■ **What you should do**:
Starting with the line that contains "Find every instance of the power" and going on through the line that contains "x=416 y=106", render those lines as a numbered list with any blank lines dropped. Leave the pictures out of the list.

☆ ☆ ☆ ☆ ☆

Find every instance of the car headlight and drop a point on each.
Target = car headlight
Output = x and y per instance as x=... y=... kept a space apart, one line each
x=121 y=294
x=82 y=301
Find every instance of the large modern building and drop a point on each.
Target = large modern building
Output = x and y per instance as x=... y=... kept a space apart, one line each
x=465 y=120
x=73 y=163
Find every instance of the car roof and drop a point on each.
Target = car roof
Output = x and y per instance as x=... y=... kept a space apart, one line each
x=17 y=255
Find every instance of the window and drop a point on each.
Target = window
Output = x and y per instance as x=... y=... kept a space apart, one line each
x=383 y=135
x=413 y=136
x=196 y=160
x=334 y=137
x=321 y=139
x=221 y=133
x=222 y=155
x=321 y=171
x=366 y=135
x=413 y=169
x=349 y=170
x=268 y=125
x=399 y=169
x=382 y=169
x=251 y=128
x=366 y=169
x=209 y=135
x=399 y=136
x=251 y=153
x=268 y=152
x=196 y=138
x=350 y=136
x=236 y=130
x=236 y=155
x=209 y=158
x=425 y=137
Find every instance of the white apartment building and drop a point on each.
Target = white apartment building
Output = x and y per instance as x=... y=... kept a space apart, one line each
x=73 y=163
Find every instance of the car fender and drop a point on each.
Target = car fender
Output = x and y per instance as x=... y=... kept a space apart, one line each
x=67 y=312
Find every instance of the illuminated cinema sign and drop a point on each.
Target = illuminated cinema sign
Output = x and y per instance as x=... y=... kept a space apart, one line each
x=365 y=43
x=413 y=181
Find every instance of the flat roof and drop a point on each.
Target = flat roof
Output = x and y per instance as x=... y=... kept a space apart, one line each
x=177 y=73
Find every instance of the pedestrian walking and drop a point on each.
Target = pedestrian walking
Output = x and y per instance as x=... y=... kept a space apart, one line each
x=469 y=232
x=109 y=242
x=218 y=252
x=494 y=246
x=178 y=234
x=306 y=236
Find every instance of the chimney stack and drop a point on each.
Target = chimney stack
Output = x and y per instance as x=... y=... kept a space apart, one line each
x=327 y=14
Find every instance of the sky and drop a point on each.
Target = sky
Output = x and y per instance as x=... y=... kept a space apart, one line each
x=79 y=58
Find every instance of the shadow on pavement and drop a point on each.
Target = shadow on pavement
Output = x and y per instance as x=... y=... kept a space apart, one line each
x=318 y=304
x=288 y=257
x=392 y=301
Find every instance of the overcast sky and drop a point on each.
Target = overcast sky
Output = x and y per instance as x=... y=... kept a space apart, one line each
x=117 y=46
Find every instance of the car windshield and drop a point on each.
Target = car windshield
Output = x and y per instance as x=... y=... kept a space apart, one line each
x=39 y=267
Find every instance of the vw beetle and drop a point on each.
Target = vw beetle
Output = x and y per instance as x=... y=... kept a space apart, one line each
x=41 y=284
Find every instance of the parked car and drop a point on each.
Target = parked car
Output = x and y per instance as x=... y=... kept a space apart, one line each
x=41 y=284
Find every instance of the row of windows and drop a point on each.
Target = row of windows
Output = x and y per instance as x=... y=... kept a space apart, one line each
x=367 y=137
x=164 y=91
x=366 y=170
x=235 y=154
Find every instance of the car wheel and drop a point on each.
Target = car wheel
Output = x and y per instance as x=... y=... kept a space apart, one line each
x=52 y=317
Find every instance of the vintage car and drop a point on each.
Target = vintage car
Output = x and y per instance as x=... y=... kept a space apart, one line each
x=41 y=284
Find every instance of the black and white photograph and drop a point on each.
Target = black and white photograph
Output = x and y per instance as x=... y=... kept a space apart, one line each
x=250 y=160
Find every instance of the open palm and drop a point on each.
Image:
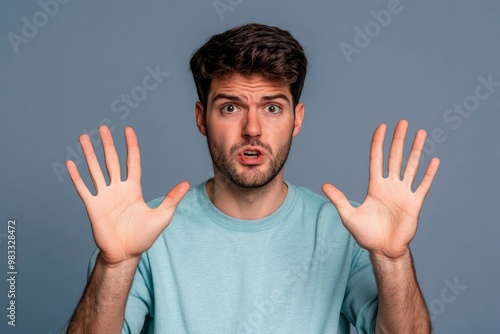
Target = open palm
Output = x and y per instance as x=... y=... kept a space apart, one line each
x=386 y=221
x=123 y=225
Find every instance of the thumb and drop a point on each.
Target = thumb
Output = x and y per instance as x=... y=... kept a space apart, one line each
x=174 y=196
x=338 y=199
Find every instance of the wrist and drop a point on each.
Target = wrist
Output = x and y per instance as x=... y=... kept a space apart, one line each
x=118 y=267
x=382 y=261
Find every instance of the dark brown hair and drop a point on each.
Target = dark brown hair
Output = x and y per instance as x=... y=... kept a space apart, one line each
x=250 y=49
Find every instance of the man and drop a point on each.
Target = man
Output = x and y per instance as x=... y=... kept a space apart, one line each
x=246 y=252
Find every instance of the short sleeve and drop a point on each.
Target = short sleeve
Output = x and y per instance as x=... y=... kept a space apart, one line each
x=361 y=297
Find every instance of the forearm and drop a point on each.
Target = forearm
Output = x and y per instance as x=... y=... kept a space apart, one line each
x=401 y=306
x=102 y=306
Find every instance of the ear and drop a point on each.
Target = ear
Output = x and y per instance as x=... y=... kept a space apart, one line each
x=299 y=118
x=200 y=118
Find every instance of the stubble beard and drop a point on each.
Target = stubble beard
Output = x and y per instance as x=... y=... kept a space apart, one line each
x=251 y=177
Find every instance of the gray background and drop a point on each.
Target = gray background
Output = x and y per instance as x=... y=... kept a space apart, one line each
x=63 y=80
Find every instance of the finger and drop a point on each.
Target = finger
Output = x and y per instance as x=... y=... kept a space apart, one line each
x=110 y=155
x=411 y=168
x=174 y=196
x=80 y=186
x=377 y=152
x=92 y=163
x=338 y=199
x=397 y=146
x=133 y=156
x=428 y=178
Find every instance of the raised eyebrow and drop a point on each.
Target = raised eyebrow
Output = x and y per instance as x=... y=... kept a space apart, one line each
x=222 y=96
x=274 y=97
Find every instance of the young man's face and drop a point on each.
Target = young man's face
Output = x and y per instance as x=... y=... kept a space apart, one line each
x=249 y=124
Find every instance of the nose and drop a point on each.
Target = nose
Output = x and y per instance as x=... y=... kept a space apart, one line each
x=251 y=124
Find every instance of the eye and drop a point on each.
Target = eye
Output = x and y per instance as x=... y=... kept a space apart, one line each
x=273 y=108
x=229 y=108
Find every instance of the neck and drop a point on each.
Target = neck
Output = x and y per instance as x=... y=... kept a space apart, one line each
x=244 y=203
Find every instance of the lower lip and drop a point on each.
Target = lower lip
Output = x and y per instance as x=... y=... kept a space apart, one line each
x=251 y=160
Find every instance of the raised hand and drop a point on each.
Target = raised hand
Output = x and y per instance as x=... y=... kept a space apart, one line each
x=386 y=221
x=123 y=225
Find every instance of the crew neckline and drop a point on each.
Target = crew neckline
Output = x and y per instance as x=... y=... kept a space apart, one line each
x=245 y=225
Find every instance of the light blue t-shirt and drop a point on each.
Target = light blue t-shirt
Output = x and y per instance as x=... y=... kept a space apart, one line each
x=295 y=271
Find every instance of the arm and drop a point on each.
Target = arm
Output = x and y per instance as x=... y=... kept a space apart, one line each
x=401 y=306
x=102 y=306
x=123 y=226
x=386 y=223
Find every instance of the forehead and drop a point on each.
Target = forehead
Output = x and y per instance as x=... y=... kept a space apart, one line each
x=254 y=85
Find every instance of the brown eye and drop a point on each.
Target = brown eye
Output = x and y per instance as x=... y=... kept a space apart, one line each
x=229 y=108
x=273 y=109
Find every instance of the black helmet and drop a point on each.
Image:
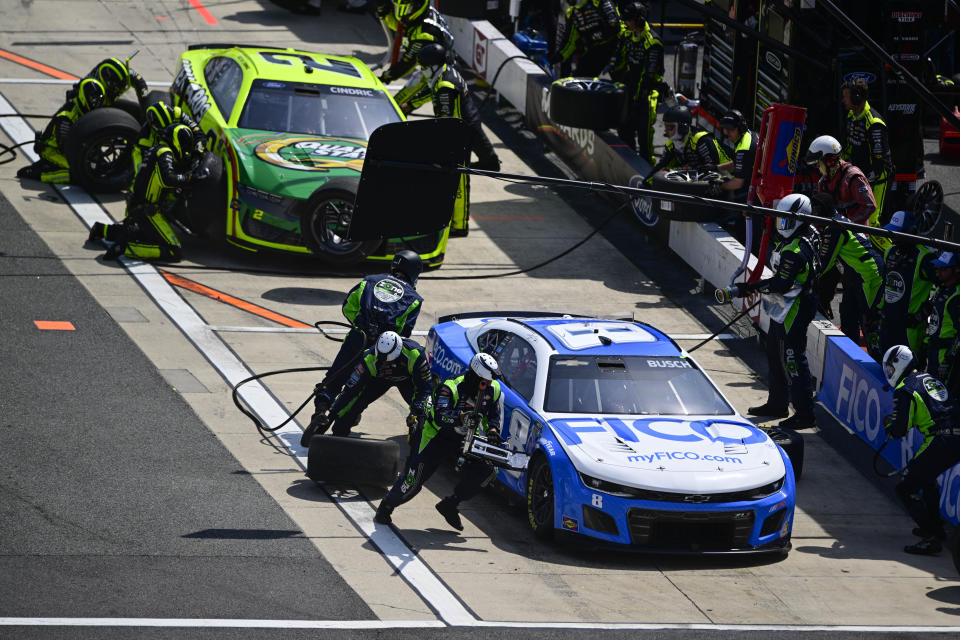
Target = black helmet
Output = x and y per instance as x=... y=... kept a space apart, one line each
x=432 y=55
x=681 y=116
x=634 y=11
x=90 y=95
x=180 y=139
x=733 y=119
x=407 y=264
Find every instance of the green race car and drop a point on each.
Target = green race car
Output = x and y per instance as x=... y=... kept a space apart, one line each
x=290 y=131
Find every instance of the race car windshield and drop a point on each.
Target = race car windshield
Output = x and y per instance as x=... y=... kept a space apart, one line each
x=321 y=110
x=631 y=385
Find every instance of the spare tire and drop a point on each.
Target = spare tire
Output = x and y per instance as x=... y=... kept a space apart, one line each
x=207 y=203
x=792 y=444
x=324 y=219
x=354 y=460
x=98 y=148
x=588 y=103
x=685 y=181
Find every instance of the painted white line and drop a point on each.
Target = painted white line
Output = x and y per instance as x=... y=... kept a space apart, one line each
x=256 y=396
x=429 y=624
x=220 y=623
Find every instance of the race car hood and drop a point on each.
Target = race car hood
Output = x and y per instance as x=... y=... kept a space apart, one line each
x=670 y=454
x=294 y=165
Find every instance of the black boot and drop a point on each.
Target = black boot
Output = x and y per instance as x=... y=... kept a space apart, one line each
x=768 y=410
x=383 y=514
x=448 y=509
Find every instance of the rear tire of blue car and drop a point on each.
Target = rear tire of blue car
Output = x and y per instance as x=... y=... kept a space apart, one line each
x=324 y=220
x=540 y=502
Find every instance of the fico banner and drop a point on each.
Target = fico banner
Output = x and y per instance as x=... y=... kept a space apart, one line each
x=852 y=391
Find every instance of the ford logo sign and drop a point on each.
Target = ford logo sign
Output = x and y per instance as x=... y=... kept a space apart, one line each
x=643 y=205
x=854 y=75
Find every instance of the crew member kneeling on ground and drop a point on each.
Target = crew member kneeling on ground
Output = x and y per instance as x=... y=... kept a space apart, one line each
x=50 y=144
x=790 y=300
x=158 y=187
x=391 y=362
x=921 y=401
x=470 y=402
x=689 y=146
x=378 y=303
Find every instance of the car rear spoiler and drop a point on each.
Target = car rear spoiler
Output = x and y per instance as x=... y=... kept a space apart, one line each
x=230 y=45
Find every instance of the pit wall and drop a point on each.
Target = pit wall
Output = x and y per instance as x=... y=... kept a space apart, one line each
x=849 y=383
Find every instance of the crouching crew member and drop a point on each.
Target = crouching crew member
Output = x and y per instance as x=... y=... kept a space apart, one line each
x=471 y=401
x=791 y=307
x=392 y=362
x=378 y=303
x=921 y=401
x=158 y=187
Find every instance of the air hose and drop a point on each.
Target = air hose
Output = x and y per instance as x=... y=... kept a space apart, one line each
x=264 y=429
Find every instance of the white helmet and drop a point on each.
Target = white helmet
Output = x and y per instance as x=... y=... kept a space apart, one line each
x=794 y=203
x=389 y=345
x=485 y=366
x=824 y=149
x=896 y=363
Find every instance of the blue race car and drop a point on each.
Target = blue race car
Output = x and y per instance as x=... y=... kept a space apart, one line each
x=629 y=441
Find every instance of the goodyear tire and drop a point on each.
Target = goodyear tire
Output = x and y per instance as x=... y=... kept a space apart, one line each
x=689 y=182
x=792 y=445
x=353 y=460
x=207 y=204
x=324 y=219
x=98 y=149
x=540 y=503
x=587 y=103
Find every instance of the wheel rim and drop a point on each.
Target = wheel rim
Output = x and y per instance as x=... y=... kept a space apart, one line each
x=541 y=496
x=108 y=157
x=329 y=223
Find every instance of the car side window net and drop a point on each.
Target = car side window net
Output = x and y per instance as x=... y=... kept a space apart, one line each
x=631 y=385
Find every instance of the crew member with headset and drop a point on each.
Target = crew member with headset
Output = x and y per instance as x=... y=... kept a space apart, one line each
x=943 y=339
x=53 y=166
x=867 y=146
x=860 y=266
x=744 y=143
x=638 y=63
x=391 y=362
x=452 y=99
x=688 y=145
x=418 y=24
x=378 y=303
x=908 y=277
x=158 y=187
x=922 y=402
x=590 y=30
x=790 y=301
x=472 y=401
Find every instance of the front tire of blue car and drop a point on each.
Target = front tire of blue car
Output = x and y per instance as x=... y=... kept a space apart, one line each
x=540 y=503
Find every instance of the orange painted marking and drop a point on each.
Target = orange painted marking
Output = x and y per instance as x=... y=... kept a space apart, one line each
x=54 y=325
x=243 y=305
x=202 y=10
x=37 y=66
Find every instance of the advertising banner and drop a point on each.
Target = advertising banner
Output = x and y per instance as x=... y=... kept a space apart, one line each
x=853 y=392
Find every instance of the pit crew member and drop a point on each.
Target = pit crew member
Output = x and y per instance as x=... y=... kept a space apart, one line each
x=791 y=303
x=921 y=401
x=471 y=401
x=378 y=303
x=391 y=362
x=53 y=166
x=908 y=277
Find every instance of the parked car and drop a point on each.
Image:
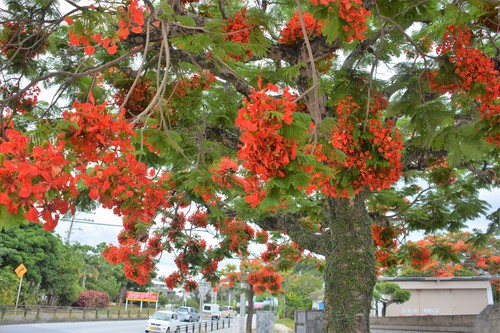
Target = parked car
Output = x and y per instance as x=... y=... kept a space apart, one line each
x=164 y=322
x=227 y=311
x=187 y=313
x=211 y=311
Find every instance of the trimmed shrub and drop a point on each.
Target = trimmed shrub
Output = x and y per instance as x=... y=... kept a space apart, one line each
x=93 y=299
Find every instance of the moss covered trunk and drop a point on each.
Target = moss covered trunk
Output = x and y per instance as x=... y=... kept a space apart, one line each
x=349 y=268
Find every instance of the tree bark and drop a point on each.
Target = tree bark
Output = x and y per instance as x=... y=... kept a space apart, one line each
x=349 y=266
x=250 y=293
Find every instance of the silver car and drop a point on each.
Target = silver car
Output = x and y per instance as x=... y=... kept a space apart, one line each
x=187 y=313
x=163 y=322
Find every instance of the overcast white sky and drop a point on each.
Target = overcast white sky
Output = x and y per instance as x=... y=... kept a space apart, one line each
x=103 y=226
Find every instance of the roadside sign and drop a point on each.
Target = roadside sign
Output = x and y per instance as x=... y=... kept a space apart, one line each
x=20 y=270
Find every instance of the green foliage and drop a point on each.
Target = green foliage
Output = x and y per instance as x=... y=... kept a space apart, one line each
x=9 y=282
x=388 y=293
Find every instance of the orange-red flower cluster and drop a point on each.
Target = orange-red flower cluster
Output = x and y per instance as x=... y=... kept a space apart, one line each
x=265 y=151
x=476 y=76
x=139 y=99
x=372 y=154
x=292 y=32
x=264 y=278
x=353 y=13
x=39 y=176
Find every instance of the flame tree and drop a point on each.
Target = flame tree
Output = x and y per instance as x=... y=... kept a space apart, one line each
x=296 y=124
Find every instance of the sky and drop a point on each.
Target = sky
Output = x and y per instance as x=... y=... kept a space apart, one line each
x=103 y=226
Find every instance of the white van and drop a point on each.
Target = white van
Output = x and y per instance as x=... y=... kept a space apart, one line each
x=211 y=311
x=227 y=311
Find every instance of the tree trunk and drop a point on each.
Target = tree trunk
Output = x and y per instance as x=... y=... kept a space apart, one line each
x=250 y=293
x=349 y=267
x=384 y=309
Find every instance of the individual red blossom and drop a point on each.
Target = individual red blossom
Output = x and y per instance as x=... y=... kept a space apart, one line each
x=419 y=254
x=265 y=151
x=139 y=99
x=473 y=69
x=372 y=157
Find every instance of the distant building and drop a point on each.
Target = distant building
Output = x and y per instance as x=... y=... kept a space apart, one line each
x=161 y=288
x=431 y=296
x=442 y=296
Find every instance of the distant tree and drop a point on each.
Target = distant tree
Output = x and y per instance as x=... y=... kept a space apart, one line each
x=100 y=275
x=311 y=119
x=52 y=267
x=9 y=282
x=93 y=299
x=258 y=277
x=388 y=293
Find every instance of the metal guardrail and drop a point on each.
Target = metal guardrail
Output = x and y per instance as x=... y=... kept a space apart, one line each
x=50 y=313
x=205 y=326
x=30 y=314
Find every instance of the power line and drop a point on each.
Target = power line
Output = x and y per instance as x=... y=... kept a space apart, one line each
x=93 y=223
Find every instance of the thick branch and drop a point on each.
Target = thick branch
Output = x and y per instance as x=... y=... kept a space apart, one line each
x=290 y=223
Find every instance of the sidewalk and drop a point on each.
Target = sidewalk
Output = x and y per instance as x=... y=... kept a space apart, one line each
x=240 y=323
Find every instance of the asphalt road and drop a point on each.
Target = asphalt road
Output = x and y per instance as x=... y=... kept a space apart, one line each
x=122 y=326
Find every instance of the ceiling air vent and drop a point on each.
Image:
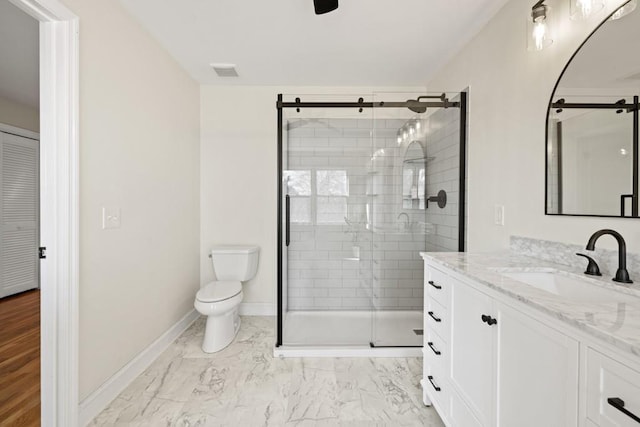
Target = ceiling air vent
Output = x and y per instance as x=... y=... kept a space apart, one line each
x=225 y=70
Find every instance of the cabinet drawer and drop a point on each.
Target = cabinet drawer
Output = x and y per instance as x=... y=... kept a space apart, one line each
x=437 y=285
x=435 y=351
x=436 y=319
x=613 y=392
x=437 y=388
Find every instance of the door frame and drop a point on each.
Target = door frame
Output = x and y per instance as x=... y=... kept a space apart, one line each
x=59 y=199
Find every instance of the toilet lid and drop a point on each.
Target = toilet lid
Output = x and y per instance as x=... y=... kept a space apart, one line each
x=219 y=291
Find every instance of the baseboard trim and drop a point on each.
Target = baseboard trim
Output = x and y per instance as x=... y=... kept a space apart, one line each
x=93 y=404
x=338 y=351
x=257 y=309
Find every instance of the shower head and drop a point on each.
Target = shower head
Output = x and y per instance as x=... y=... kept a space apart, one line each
x=324 y=6
x=416 y=106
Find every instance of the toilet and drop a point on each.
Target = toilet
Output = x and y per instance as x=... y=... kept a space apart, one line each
x=220 y=299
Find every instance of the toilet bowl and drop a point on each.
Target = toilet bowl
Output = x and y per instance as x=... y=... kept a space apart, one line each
x=220 y=300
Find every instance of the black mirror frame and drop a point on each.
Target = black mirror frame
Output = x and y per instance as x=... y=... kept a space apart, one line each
x=546 y=136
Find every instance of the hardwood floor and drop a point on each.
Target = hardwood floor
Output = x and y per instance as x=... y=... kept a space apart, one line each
x=20 y=360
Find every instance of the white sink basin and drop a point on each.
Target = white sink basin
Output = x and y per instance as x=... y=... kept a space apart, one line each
x=568 y=286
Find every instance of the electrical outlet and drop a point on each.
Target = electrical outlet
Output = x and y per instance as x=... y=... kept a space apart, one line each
x=110 y=218
x=498 y=214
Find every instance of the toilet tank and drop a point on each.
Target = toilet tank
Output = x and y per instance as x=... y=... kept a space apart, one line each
x=235 y=262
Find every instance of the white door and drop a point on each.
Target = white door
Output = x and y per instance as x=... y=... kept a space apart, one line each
x=472 y=350
x=19 y=214
x=537 y=373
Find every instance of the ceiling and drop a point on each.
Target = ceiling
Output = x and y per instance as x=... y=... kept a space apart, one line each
x=282 y=42
x=19 y=52
x=609 y=59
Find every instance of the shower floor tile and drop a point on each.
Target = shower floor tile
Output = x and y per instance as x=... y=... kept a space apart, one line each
x=244 y=385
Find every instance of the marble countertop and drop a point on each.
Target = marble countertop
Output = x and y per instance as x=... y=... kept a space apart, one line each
x=617 y=323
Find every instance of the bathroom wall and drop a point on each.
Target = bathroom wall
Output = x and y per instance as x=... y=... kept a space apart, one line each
x=19 y=115
x=238 y=179
x=443 y=173
x=139 y=144
x=509 y=89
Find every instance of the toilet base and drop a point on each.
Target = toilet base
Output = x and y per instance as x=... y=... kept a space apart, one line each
x=220 y=330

☆ ☆ ☆ ☆ ☆

■ **Exercise output**:
1. Find every instance of the power line and drop a point on each.
2. Target = power line
3. Output = x and y per instance as x=... y=... kept a space apart, one line each
4. x=93 y=223
5. Find every instance of the thick branch and drop a point on each.
6. Target = thick branch
7. Output = x and y per instance as x=... y=... kept a space apart, one line each
8. x=290 y=223
9. Find every instance of the sidewalk and drop a point on each.
10. Target = sidewalk
11. Output = x and y per instance as x=... y=... kept a space apart, one line each
12. x=240 y=323
13. Find every instance of the asphalt road and drop a point on each.
14. Target = asphalt road
15. Output = x and y per instance as x=... y=... kept a space apart, one line each
16. x=122 y=326
17. Find every instance of the ceiling air vent and drop a point on each.
18. Image:
19. Target = ceiling air vent
20. Output = x and y per instance as x=... y=... kept a space apart, one line each
21. x=225 y=70
22. Find every instance of the cabinet drawer and drop a point on each.
23. Target = cabinet drawer
24. Output = x and y per instance as x=... y=... kept a space apart, one line each
25. x=437 y=285
26. x=435 y=351
27. x=436 y=319
28. x=613 y=392
29. x=437 y=388
30. Find every instance of the door frame and drop a point on each.
31. Target = door frame
32. Output = x and y per instance as x=... y=... kept a space apart, one line each
33. x=59 y=199
34. Find every instance of the toilet lid and drop a point on each.
35. Target = toilet lid
36. Output = x and y per instance as x=... y=... kept a space apart, one line each
37. x=219 y=291
38. Find every instance of the baseboard trim and drop a point on each.
39. Target = baseboard trim
40. Output = x and y per instance as x=... y=... kept a space apart, one line each
41. x=93 y=404
42. x=338 y=351
43. x=257 y=309
44. Find every instance of the shower head and drop a point on each.
45. Target = shower head
46. Output = x and y per instance as x=... y=... kept a space apart, one line each
47. x=324 y=6
48. x=416 y=106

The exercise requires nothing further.